● PASSAGE FOR REVIEW
++++++

When I first saw my current beautiful kitty lady, she was completely alone in that mostly fenced in place and she would NOT leave me alone whenever I parked my car and tried to walk in. I started feeding her (T) and the rest is history.
What I was amazed about was how my/that beautiful, older Maine Coon (she of my drawing and a champion gifted to me- I still have her ribbons and awards from the lady who showed her and gave her to me), well, she was generally fussy - actually instantly took to caring about and for that little orphaned waif, my current T.
I soon realized that T had a kink in her tail and it felt like she also had a piece of birdshot in her tail. However, before I could do some magnet test on it, it apparently fell out and the kink has mostly gone away. Then, the first time I cleaned a long gun around her (she has no reason to know what they do - has never heard a gun fired on my watch) she absolutely panicked at the sch-LACK sound of the bolt closing home. If I merely bring a long gun out, what she always does (and only does at such times) is be scared, and fearingly say me- ee --- ee-ow-ow (she's not very talkative at all usually) and per all that combined I think some local redneck scumbags drove into my office's parking lot one night and slaughtered the family and that T barely got away with her tail catching some birdshot. I'd call the odds of that being correct at over 70%.

++++++

● RECORD EXTRACTS
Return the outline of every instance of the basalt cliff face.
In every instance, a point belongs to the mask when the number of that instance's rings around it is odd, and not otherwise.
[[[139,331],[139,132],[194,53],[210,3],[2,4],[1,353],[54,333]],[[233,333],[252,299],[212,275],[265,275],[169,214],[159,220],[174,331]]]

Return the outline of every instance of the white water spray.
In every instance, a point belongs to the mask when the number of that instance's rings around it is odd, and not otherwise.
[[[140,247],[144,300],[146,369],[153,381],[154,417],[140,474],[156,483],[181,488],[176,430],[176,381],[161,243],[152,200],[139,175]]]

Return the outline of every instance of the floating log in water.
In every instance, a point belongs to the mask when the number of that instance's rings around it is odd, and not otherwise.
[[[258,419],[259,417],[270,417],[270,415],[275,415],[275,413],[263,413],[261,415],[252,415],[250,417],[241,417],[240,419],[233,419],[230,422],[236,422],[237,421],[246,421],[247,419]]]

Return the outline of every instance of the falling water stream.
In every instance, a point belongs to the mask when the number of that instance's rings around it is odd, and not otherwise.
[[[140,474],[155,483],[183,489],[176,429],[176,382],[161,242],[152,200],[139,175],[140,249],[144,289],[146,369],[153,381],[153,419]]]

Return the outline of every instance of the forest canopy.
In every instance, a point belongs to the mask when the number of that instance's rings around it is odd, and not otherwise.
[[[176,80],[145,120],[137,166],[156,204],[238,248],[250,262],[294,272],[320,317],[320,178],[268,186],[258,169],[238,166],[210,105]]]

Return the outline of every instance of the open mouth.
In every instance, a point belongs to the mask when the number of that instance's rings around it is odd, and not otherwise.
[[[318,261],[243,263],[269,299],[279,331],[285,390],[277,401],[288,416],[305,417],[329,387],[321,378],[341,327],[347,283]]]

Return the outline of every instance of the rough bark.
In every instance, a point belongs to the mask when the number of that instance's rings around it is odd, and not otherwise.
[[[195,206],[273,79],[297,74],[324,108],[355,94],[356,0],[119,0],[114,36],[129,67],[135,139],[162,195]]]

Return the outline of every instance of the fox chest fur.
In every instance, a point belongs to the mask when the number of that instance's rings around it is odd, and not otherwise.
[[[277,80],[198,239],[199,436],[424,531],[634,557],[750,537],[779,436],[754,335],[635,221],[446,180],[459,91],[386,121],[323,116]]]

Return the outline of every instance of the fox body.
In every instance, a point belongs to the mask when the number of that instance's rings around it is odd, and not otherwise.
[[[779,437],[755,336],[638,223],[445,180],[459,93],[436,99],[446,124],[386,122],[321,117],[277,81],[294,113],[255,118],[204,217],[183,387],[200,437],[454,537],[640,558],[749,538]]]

++++++

● ASSIGNMENT 1
In the account about the cat T, what breed was the older cat who took to caring for T?
● ASSIGNMENT 2
Continue the account about the cat T, starting right after its last sentence.

● TASK ANSWER 1
A Maine Coon.

● TASK ANSWER 2
Each of my three cats were about half the weight of their predecessor. From 25 lbs to 13 lbs to my current kitty who was surely a runt - she's probably 5.5 lbs now. (A runt like me I guess. <5'7" )
If I don't change my avatar, please feel free to remind me of the fact I've got a scan to do.
RC
A very disturbing incident occurred here in LV. A young man was seen walking a small bull/pit bull dog, caught on surveillance camera, and the dog was found hanging from a fence dead in back of a store.
Those of us who love animals simply cannot comprehend why anyone would simply for fun or self-righteousness hurt an animal.
When I started adopting cats in California, one was run over by a car. He had been the brother of another cat who now had no one. So, I went to the animal shelter and got a kitten. The "brother cat" had just grown through the "young cat" stage. Then, I felt sorry for the kitten who had no one to play with...so I go traipsing back to the animal shelter to get another kitten...because the remaining "brother cat" had so enjoyed playing with his brother when they were younger. So, I got this tiny kitten (after much contemplation) who wanted to be adopted so badly that he sat by the door of the cage falling asleep and then waking himself up...falling asleep and then waking himself up. He had been brought in as a stray found on a road. Several weeks later, the vet estimated he might have been 5 weeks when I got him. When he came home, he ran straight for the older cat who promptly swatted him away (all males). The little kitten tried again. Again swatted away. This happened a couple of more times despite coaching from my friend and me about being careful with the new kitten.
Finally, the miracle happened. The little kitten went running to the older cat again...and lo and behold...he started licking him and making his calm down and feel good. He let him sleep beside him. They became bosom buddies throughout their lives.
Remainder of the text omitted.